Records drawn from a dataset
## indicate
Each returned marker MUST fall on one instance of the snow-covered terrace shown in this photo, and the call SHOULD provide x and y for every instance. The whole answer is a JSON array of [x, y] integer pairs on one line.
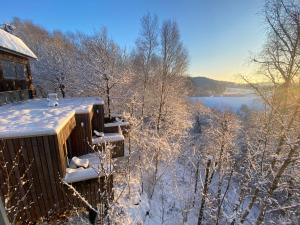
[[36, 118]]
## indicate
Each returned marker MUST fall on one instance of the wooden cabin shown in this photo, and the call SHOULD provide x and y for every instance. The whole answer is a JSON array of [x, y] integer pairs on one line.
[[41, 143], [15, 73]]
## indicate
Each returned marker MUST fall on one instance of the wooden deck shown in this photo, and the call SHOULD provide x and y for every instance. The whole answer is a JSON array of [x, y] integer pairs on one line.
[[47, 156]]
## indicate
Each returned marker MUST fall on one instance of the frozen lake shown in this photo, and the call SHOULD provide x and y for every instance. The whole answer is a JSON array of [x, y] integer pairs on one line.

Problem details.
Retype exactly, please, each line from the line that contains "the wooden deck" through the last line of the entries above, with nothing added.

Reply.
Each returned marker MUST fall on one instance of the wooden deck shown in this photo, and the call SHOULD provide x and y for every instance. The whole answer is a JSON array of [x, y] integer pairs on one line.
[[47, 156]]
## indicate
Each returned marker MUST fall on one instance of the frozen lake shown in this photo, and the call SHOULD provide x and y for every instance. The whole answer is a JSON array of [x, y] integer pairs on one line.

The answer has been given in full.